= Document passage =
● ● ● ● ● ● ●
The input stream that getInputStream provides automatically hides the differences between "Content-Length", no "Content-Length", and "chunked" for HTTP/1.0 and HTTP/1.1 responses. In all cases, the user can simply read until reaching the end of the input stream, which signifies that all the available data from this request has been read. (If reading from a "chunked" source, the data is automatically de-chunked as it is presented to the user. There is no way to access the raw underlying stream that contains the HTTP/1.1 chunking packets.)

Throws: IOException if there is problem connecting to the target.

See Also: HttpRequest

getOutputStream

public OutputStream getOutputStream()
Gets an output stream that can be used for uploading data to the host.

If this method is called, it must be called before connect is called. Otherwise it will have no effect.

Currently the implementation is not as good as it could be. The user should avoid uploading huge amounts of data, for some definition of huge.

getResponseCode

public int getResponseCode()
Gets the HTTP response status code. From responses like:
 HTTP/1.0 200 OK
 HTTP/1.0 401 Unauthorized
 
this method extracts the integers 200 and 401 respectively. Returns -1 if the response status code was malformed.

If this method is called, it must be called after connect has been called. Otherwise the information is not yet available and this method will return -1.

For advanced features, the user can directly access the status variable.

Returns: The integer status code from the HTTP response.

See Also: HttpRequest status

getResponseHeader

public String getResponseHeader(String key)
Gets the value associated with the given case-insensitive header name from the HTTP response.

If this method is called, it must be called after connect has been called. Otherwise the information is not available and this method will return null.

For advanced features, such as enumerating over all response headers, the user should directly access the responseHeaders variable.

Parameters: key The case-insensitive name of the response header.

Returns: The value associated with the given name, or null if there is no such header in the response.

See Also: HttpRequest responseHeaders

main

public static void main(String[] args)
● ● ● ● ● ● ●
Data records
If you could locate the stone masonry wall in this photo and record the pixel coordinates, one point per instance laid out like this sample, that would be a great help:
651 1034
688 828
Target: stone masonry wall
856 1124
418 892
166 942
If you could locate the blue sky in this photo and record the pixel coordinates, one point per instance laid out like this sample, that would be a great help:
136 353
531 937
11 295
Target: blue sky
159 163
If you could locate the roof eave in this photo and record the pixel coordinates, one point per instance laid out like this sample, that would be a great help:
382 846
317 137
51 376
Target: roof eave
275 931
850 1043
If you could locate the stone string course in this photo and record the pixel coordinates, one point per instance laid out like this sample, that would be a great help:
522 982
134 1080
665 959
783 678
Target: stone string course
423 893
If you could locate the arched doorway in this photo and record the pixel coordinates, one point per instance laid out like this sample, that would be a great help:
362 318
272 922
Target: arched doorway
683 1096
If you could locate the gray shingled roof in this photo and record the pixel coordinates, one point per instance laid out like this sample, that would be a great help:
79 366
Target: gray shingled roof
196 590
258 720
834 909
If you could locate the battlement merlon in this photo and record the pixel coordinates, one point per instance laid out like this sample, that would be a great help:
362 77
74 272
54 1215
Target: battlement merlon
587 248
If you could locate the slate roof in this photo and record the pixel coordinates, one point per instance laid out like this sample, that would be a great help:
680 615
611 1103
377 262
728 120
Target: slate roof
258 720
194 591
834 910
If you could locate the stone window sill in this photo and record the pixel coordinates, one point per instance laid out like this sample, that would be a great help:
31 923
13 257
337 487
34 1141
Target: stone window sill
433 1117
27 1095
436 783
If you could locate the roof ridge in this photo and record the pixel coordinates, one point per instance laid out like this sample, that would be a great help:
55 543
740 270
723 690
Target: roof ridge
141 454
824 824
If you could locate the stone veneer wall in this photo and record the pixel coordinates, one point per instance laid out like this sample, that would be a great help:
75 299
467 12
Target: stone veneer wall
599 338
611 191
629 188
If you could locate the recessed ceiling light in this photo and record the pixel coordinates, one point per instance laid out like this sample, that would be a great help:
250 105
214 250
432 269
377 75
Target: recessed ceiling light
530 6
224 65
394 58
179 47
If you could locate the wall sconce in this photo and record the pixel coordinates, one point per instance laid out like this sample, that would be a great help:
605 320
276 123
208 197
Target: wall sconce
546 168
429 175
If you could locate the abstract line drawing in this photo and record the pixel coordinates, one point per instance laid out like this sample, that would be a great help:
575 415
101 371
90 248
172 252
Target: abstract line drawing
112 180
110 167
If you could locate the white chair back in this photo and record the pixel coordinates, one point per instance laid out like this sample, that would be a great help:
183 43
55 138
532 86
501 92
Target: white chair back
● ● ● ● ● ● ●
= Exercise instructions =
A) Rewrite the HTTP request documentation between "Gets an output" and "definition of huge.", inclusive, using "server" in place of "host".
B) Using the HTTP request documentation, answer these questions:
(i) What does getResponseCode return if the response status code was malformed?
(ii) What does getResponseHeader return if the response has no such header?
(iii) Which variable should the user access directly to enumerate over all response headers?
C) Resume the HTTP request documentation after its last line.

= Set of answers =
A)
Gets an output stream that can be used for uploading data to the server.

If this method is called, it must be called before connect is called. Otherwise it will have no effect.

Currently the implementation is not as good as it could be. The user should avoid uploading huge amounts of data, for some definition of huge.

B)
(i) -1
(ii) null
(iii) responseHeaders

C)
Grab http document(s) and save them in the filesystem. This is a simple batch HTTP url fetcher. Usage:
 java ... sunlabs.brazil.request.HttpRequest [-v(erbose)] [-h(headers)] [-p] url...
 
-v
Verbose. Print the target URL and destination file on stderr
-h
Print all the HTTP headers on stderr
-phttp://proxyhost:port
The following url's are to be fetched via a proxy.
The options and url's may be given in any order. Use "-p" by itself to disable the proxy for all following requests.

There are many limitations: only HTTP GET requests are supported, the output filename is derived autmatically from the URL and can't be overridden, if a destination file already exists, it is overwritten.

removePointToPointHeaders

public static void removePointToPointHeaders(MimeHeaders headers, boolean response)
Removes all the point-to-point (hop-by-hop) headers from the given mime headers.

Parameters: headers The mime headers to be modified. response true to remove the point-to-point response headers, false to remove the point-to-point request headers.

See Also: RFC 2068

setMethod

public void setMethod(String method)
Sets the HTTP method to the specified value. Some of the normal HTTP methods are "GET", "POST", "HEAD", "PUT", "DELETE", but the user can set the method to any value desired.

If this method is called, it must be called before connect is called. Otherwise it will have no effect.

Parameters: method The string for the HTTP method, or null to allow this HttpRequest to pick the method for itself.

setProxy

public void setProxy(String proxyHost, int proxyPort)
Sets the proxy for this request. The HTTP proxy request will be sent to the specified proxy host.

If this method is called, it must be called before connect is called. Otherwise it will have no effect.

Parameters: proxyHost The proxy that will handle the request, or null to not use a proxy. proxyPort The port on the proxy, for the proxy request. Ignored if proxyHost is null.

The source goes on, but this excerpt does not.